## [Task to complete]
Transcribe the data that follows without changing a word, and omit the pictures.

Input: Begin

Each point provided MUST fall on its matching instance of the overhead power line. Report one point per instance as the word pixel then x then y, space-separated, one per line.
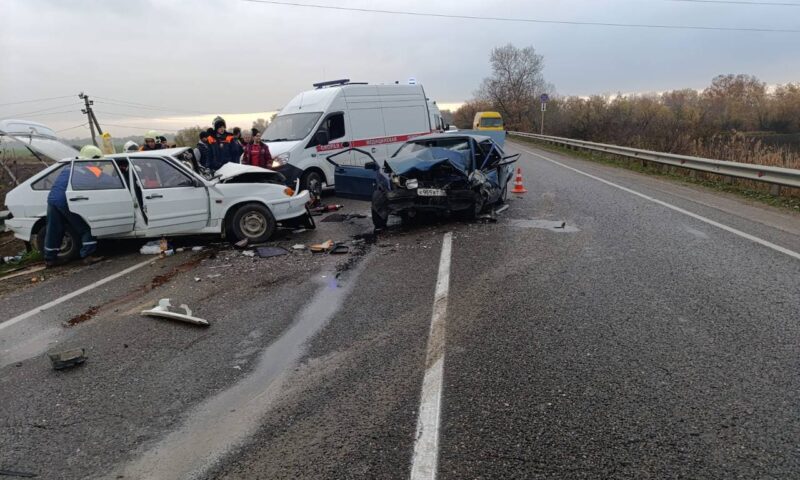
pixel 120 114
pixel 734 2
pixel 35 100
pixel 140 128
pixel 526 20
pixel 52 113
pixel 27 114
pixel 72 128
pixel 152 107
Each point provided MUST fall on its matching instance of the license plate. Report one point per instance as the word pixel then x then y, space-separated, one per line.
pixel 431 192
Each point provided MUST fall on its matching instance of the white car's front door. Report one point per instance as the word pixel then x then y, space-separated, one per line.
pixel 172 201
pixel 96 193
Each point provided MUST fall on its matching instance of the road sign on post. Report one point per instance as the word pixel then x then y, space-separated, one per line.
pixel 544 98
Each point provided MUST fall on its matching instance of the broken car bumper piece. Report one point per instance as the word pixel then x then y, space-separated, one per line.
pixel 67 359
pixel 182 313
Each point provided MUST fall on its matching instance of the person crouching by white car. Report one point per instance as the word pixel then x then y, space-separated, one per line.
pixel 59 218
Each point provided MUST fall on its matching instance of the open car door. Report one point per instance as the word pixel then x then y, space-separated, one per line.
pixel 354 177
pixel 172 201
pixel 97 193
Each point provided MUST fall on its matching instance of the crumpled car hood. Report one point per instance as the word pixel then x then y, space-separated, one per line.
pixel 231 170
pixel 426 160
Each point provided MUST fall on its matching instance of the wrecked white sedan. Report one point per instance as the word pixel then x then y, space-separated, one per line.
pixel 158 193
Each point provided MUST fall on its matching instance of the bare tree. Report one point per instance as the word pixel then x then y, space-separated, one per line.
pixel 515 83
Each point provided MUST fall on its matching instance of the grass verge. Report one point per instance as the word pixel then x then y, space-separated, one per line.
pixel 29 258
pixel 683 175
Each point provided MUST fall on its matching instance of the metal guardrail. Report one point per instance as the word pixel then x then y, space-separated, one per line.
pixel 789 177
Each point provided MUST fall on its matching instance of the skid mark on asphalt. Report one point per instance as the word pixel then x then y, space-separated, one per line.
pixel 228 418
pixel 426 447
pixel 701 218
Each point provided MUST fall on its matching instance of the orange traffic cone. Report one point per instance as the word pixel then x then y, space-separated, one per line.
pixel 518 188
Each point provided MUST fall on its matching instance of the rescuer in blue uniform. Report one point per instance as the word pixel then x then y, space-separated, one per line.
pixel 59 218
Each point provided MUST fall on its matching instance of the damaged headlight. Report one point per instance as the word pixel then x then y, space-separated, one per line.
pixel 280 160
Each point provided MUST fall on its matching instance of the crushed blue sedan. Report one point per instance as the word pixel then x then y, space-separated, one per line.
pixel 461 174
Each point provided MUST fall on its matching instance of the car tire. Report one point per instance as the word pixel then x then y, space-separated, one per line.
pixel 253 222
pixel 312 181
pixel 378 221
pixel 70 245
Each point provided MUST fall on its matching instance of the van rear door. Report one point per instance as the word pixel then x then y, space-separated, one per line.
pixel 382 118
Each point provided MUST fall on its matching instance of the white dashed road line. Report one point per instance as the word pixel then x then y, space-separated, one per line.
pixel 426 446
pixel 722 226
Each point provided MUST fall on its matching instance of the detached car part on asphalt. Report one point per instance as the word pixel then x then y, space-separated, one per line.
pixel 442 173
pixel 160 193
pixel 165 309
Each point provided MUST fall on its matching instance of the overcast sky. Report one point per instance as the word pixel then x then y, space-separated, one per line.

Input: End

## [Output for this task]
Each point provided MUST fall on its matching instance of the overhead power line. Report one point per instance as the word pixel then x then y, space-separated, one per line.
pixel 120 114
pixel 734 2
pixel 35 100
pixel 140 128
pixel 526 20
pixel 52 113
pixel 27 114
pixel 72 128
pixel 152 107
Each point provided MUST fall on its matching instance of the license plate. Report one point per instance as the word pixel then x then y, space-separated, one per line.
pixel 431 192
Each point provided MUST fall on its matching instance of the white car's front door. Report one point per instance as the word pixel then x then y, space-separated, one per line.
pixel 172 201
pixel 96 193
Each point provided MUST fall on its matching instance of the road sign on post. Report one point per instance as the word pixel then x then y, space-separated, one per line.
pixel 544 98
Each point provided MUST fall on its matching instance of the broken car bumper piece. Report one point per instance as the word pixel then x then y, space-separated, one per line.
pixel 67 359
pixel 182 313
Each point provided MUST fall on its matching instance of the person crouching by white car. Report one point per instance as the word pixel then x then y, space-separated, one per line.
pixel 59 218
Each point provided MUST fall on its matching instance of the open car door. Report one point per instance as the word pixel then x then y, space-separated, one per line.
pixel 354 177
pixel 172 201
pixel 97 193
Each point provided MUST fall on its matching instance of the crumpled car hood. Report one point per instance as the word pixel then x then y, space-separated, one per line.
pixel 231 170
pixel 426 160
Each point provided MUST fall on its matching instance of the wrecked white sedan. Report one point per instance as the word pixel then x then y, space-separated, one per line.
pixel 158 193
Each point provided MUST fall on its matching instance of the bare tree. Report one point per instance as the word pixel then x then y, space-separated, one per line.
pixel 515 83
Each point provided MUST fall on its matching instance of the grass verge. Report one point per instance as the word pixel then x then y, space-separated, one per line.
pixel 29 258
pixel 683 175
Each point provided MUST fall on its matching instance of the metal guardrail. Report one point per instance as the word pixel then x then y, space-separated, one per line.
pixel 789 177
Each point provided MUST fall on its matching instance of the skid mark on asphalt. Report one point per instance as the word pixel then x then y, space-separated, one per line.
pixel 228 418
pixel 426 447
pixel 701 218
Each point provided MUST fall on its matching instance of the orange traffic cone. Report one point per instance as the word pixel then x then y, space-separated, one per line.
pixel 518 188
Each point provided MUST fall on its matching instance of the rescuer in blue uniform. Report one point per instance as the word pixel then x then y, space-separated, one per line.
pixel 59 218
Each point provided MUST fall on its matching instance of the damaged headlight. Report one point per instance as the word pixel then x then y, space-separated, one per line.
pixel 280 160
Each point provided MUST fall on its matching instance of the crushed blue sedan. Report one point per instance as the word pixel then x then y, space-separated, one per line.
pixel 461 174
Each point provided MUST fall on its matching instance of the car tire. Report one point per instance as the word pixel then x then y, space-separated, one per line.
pixel 253 222
pixel 312 181
pixel 378 221
pixel 70 245
Each point provided MUST fall on its matching instance of the van rear door. Report one point per instance as the word pixel then x then y, space-separated, one per line.
pixel 382 118
Each point provided MUST fall on its matching instance of the white dashed road line. Report one point per instance as the word pixel then x then y, space-separated, one per line.
pixel 426 446
pixel 722 226
Each point provided MUST fall on its matching instance of the detached car part on asphalt. Report one point per instance as the word pixel then x then y, space-separated, one per line.
pixel 442 173
pixel 160 193
pixel 165 309
Each point provided MUST fall on its matching instance of the overcast sky. Report one point per instance as the word pixel then x then y, space-separated, one per line.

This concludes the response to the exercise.